JOB — Please write out each of these records word for word, with nothing changed.

:: LISTED RECORDS

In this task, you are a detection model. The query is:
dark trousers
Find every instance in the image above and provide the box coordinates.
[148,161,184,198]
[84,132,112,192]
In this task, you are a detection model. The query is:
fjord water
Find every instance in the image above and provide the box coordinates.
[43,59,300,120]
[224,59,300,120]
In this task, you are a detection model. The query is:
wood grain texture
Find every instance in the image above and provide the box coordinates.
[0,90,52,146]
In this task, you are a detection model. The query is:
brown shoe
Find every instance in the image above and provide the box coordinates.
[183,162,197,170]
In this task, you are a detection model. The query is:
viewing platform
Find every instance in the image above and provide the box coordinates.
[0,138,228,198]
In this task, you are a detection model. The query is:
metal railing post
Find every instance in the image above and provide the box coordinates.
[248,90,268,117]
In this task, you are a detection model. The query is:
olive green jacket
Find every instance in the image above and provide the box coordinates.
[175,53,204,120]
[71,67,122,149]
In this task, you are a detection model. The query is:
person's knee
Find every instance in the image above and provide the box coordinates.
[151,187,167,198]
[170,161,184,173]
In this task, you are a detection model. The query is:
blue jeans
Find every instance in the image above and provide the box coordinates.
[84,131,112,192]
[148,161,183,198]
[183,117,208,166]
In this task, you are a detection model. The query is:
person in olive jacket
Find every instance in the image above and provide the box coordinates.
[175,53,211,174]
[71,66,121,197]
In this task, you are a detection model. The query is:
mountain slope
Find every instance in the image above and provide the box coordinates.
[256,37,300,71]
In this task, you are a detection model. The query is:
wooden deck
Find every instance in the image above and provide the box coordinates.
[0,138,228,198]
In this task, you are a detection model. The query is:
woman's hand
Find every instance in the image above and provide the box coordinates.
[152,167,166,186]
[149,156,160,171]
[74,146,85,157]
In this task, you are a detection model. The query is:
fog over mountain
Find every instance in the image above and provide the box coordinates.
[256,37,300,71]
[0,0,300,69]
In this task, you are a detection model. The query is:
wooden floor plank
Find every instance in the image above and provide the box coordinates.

::::

THE RESPONSE —
In this task, you are a detection model. The query is:
dark trousers
Find every instance in the image above and provide the box coordinates.
[148,161,184,198]
[84,132,112,192]
In this task, you are a detection model. The query is:
fjord water
Find every instance in the image above and provide the box coordinates.
[43,59,300,120]
[224,59,300,120]
In this task, you are a detection model. The query is:
wood grain texture
Find every instance in the image above and provide the box coordinates.
[0,90,52,146]
In this task, you are a detection model. The query is:
brown shoe
Find every instance in the image above and provide the box coordinates.
[183,162,197,170]
In this task, you are a detection model. The query is:
viewing platform
Find every instance in the image above and provide the box coordinates.
[0,138,228,198]
In this task, you are a detection model. The query is:
metal railing post
Find every instance in the image above and provide the box coordinates.
[248,90,268,117]
In this task, you are a detection model. The query is:
olive green jacket
Find every instance in the image above and provide the box coordinates.
[175,53,204,120]
[71,67,122,149]
In this task, you are a detection model. The query is:
person's knee
Find every instance in the image above and provide the box coordinates.
[151,187,167,198]
[170,161,184,173]
In this task, you are a detection model. The query is:
blue jeans
Find every instance in the image above and provide the box coordinates.
[84,131,112,192]
[148,161,183,198]
[183,117,208,166]
In this task, you are a detection model. The query is:
person in olive jacket
Find every instance in the image above and provide the box coordinates.
[175,53,211,174]
[71,66,121,197]
In this task, you are a detection model. The query is:
mountain slope
Find every instance in the image above and provide the box coordinates.
[256,37,300,71]
In this task, you are a detection model. The query is:
wooden deck
Find every instance in the image above and provide the box coordinates.
[0,138,228,198]
In this task, you are a detection model. The query is:
woman's hand
Find every instance in the image above and provide the box coordinates.
[152,167,166,186]
[149,156,160,171]
[74,146,85,157]
In this task, you are a detection model. The query is:
fog over mountain
Find every instance in the image above and provide the box coordinates.
[256,37,300,71]
[0,0,300,69]
In this task, you are a detection model. The query is:
wooden floor plank
Find every instance in the image above and provide the box coordinates.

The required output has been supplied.